[Entries shown]
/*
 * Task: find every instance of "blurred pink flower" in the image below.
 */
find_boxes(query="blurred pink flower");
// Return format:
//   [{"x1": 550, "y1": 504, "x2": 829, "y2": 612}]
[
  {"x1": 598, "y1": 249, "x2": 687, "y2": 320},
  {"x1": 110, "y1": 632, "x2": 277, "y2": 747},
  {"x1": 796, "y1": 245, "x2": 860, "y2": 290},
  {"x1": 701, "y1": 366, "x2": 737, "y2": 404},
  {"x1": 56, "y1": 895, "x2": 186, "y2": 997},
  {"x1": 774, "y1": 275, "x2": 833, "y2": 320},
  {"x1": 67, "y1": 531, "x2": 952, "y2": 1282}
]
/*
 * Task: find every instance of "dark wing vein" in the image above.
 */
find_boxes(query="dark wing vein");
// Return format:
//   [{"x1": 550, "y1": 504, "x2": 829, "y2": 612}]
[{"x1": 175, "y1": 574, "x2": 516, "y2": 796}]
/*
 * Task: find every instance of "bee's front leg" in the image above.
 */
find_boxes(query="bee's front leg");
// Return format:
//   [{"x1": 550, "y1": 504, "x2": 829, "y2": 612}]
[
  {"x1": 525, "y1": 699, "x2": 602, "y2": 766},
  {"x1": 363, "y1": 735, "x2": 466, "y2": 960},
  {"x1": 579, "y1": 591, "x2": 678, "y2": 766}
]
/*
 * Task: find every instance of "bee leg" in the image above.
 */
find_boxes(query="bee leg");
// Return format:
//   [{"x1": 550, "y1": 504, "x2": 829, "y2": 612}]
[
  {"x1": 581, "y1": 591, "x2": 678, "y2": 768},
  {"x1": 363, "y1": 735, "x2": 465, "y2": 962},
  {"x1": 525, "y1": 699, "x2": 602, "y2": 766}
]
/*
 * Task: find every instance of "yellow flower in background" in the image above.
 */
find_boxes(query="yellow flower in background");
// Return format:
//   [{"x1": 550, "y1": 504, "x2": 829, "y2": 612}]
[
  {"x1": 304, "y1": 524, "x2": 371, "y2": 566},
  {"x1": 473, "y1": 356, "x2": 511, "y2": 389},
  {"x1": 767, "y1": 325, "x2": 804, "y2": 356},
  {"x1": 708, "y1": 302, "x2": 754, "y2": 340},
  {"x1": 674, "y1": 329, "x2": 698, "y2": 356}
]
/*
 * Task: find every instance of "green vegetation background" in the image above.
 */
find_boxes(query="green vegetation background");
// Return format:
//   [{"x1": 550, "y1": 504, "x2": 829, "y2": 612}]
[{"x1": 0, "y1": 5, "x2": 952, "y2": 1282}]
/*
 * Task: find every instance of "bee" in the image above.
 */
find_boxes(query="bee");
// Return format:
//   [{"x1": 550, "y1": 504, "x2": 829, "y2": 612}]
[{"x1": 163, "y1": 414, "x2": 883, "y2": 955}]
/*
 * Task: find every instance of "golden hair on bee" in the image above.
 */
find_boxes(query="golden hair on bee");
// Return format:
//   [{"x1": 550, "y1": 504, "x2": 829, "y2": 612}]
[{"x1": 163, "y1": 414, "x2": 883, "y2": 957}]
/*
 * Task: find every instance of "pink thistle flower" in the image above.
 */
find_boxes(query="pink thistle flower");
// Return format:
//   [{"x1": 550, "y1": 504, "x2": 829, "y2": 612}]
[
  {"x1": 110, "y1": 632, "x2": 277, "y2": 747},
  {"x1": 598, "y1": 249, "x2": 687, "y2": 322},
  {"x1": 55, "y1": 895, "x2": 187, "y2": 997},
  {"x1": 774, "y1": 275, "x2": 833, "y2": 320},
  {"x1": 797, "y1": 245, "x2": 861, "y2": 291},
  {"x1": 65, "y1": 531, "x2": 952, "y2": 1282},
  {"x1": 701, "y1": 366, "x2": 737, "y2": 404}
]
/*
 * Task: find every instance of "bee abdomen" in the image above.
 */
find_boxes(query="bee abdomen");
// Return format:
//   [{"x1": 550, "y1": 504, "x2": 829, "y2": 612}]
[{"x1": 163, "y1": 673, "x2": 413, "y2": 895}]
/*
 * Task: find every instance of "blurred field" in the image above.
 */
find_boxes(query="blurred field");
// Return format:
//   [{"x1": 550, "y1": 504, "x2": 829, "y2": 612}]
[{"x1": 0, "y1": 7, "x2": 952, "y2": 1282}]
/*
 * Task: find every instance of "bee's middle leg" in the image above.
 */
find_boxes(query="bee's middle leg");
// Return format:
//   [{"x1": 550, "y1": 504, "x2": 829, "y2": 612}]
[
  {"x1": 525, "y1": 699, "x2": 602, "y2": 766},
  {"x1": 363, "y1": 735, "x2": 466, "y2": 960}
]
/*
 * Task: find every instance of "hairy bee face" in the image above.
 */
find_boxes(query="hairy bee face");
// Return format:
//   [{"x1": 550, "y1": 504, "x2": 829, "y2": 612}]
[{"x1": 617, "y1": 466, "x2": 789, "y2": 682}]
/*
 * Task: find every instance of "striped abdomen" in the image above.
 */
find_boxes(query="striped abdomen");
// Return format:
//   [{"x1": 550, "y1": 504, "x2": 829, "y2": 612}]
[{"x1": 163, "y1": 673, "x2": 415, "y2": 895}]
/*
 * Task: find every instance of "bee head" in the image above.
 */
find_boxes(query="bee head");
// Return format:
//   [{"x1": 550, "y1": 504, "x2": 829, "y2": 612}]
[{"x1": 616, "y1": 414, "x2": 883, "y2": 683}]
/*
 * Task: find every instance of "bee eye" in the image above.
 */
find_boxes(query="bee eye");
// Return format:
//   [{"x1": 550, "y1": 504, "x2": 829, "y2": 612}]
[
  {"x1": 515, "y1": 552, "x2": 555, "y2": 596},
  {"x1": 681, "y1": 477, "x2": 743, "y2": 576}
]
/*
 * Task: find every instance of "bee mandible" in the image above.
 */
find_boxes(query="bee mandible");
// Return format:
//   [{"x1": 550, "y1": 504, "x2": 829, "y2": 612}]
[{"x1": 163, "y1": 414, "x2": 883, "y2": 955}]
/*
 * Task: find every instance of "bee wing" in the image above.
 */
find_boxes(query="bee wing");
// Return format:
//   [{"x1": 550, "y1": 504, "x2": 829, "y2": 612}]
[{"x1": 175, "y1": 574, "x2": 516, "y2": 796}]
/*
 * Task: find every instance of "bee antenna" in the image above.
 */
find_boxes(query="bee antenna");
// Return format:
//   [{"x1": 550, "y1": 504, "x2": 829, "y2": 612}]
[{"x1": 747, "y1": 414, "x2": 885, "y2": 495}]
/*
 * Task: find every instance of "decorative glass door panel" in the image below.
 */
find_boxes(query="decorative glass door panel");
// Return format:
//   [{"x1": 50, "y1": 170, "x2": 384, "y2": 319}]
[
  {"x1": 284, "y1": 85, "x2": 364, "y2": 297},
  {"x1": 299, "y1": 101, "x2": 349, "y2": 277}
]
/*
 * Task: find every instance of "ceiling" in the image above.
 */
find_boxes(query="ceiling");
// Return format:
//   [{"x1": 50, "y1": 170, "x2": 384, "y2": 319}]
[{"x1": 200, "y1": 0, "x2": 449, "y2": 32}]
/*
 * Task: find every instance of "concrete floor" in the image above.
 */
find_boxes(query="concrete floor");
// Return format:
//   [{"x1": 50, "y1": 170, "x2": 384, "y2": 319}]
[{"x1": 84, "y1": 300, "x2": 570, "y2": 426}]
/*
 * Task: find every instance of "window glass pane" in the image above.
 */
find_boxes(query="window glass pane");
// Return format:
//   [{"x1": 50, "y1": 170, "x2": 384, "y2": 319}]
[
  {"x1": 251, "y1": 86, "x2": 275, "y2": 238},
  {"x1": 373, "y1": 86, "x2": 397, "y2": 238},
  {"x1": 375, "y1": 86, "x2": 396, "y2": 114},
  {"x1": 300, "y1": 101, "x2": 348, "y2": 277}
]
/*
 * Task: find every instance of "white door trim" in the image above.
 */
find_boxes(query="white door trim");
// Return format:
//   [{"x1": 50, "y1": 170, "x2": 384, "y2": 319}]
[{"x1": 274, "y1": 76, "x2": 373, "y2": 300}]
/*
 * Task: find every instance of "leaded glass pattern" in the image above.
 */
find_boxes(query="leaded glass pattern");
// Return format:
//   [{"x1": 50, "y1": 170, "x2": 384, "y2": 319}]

[Directive] Collect every line in the rows above that contains the word "head" and copy each of those lines in full.

[Output for this exercise]
 * Task: find every instance of "bee head" in the image above.
find_boxes(query="bee head");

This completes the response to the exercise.